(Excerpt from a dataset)
++++++++
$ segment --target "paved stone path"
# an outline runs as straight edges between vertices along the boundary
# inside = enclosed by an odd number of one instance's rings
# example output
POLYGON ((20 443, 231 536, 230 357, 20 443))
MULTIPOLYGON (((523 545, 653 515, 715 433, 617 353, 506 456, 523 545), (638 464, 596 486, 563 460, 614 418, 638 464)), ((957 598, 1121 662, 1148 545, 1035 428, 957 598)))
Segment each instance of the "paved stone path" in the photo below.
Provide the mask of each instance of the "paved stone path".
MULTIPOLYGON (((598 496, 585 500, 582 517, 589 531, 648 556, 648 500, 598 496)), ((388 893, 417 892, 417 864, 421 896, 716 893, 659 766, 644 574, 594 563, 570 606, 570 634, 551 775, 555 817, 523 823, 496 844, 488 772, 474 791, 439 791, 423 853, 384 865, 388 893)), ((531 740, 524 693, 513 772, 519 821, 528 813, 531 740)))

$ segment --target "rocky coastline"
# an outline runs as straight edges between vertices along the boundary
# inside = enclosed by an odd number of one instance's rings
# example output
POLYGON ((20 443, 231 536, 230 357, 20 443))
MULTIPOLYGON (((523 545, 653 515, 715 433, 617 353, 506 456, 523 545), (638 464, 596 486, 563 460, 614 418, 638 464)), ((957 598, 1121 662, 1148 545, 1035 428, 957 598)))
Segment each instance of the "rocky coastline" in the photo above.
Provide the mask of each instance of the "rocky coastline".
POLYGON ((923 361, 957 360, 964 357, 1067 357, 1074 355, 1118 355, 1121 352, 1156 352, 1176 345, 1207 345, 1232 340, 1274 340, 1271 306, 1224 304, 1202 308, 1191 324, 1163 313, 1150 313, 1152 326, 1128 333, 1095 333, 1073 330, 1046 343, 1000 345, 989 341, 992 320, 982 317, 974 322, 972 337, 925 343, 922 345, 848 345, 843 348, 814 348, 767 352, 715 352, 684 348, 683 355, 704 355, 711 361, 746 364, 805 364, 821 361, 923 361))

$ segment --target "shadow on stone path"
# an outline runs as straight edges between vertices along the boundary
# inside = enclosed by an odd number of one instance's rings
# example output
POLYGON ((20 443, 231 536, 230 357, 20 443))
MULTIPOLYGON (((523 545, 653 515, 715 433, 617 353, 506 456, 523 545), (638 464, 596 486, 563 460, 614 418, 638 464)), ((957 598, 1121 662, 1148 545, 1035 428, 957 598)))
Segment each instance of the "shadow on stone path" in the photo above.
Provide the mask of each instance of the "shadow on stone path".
++++++++
### [Work instructions]
Copy every line of the listing above without any changes.

### [Correct response]
$ segment --target "paved stone path"
# an outline runs as straight edges between vertices along the boundary
# inside = enclosed by an odd number of one instance's rings
# example output
POLYGON ((20 443, 231 536, 230 357, 20 443))
MULTIPOLYGON (((523 545, 653 515, 715 433, 617 353, 506 456, 523 545), (638 464, 596 486, 563 460, 614 418, 638 464)), ((957 598, 1121 662, 1148 545, 1035 428, 957 598)))
Segment each instance of the "paved stone path" in the photo below.
Provide the mask of each instance of the "paved stone path".
MULTIPOLYGON (((598 496, 585 500, 582 517, 589 531, 648 556, 648 500, 598 496)), ((388 893, 417 892, 417 864, 421 896, 716 893, 659 766, 644 574, 594 563, 570 606, 570 634, 551 775, 555 817, 523 823, 496 844, 488 772, 474 791, 439 791, 423 853, 384 865, 388 893)), ((531 740, 524 693, 513 772, 519 821, 528 813, 531 740)))

$ segment --target "rocky coastline"
# an outline runs as straight edges between vertices along the boundary
# inside = enclosed by an odd number of one instance's rings
# example output
POLYGON ((20 443, 231 536, 230 357, 20 443))
MULTIPOLYGON (((523 545, 653 515, 715 433, 617 353, 506 456, 523 545), (638 464, 596 486, 563 460, 614 418, 638 464)), ((957 598, 1121 662, 1148 545, 1035 428, 957 598)))
Segment each instance of the "rocky coastline" in the photo above.
Provide the mask of each instance of the "rocky coastline".
POLYGON ((923 361, 957 360, 964 357, 1067 357, 1074 355, 1118 355, 1121 352, 1156 352, 1176 345, 1207 345, 1232 340, 1274 340, 1271 306, 1224 304, 1202 308, 1191 324, 1163 313, 1150 313, 1152 326, 1128 333, 1095 333, 1073 330, 1046 343, 1000 345, 989 341, 992 320, 982 317, 974 322, 972 337, 925 343, 922 345, 848 345, 843 348, 814 348, 767 352, 715 352, 684 348, 683 355, 704 355, 711 361, 746 364, 805 364, 821 361, 923 361))

$ segment --target "shadow on stone path"
# an outline runs as straight edges between vertices along the boundary
# inside = enclosed by an odd number of one instance's rings
# example output
POLYGON ((20 443, 231 536, 230 357, 20 443))
MULTIPOLYGON (((523 545, 653 515, 715 433, 617 353, 506 456, 523 545), (638 464, 596 486, 563 460, 614 418, 638 464)), ((957 598, 1121 662, 1148 545, 1035 428, 957 598)))
Segment each instance of the "shadow on stone path" in the photo above.
Provide the mask of each instance of the "shadow on stone path".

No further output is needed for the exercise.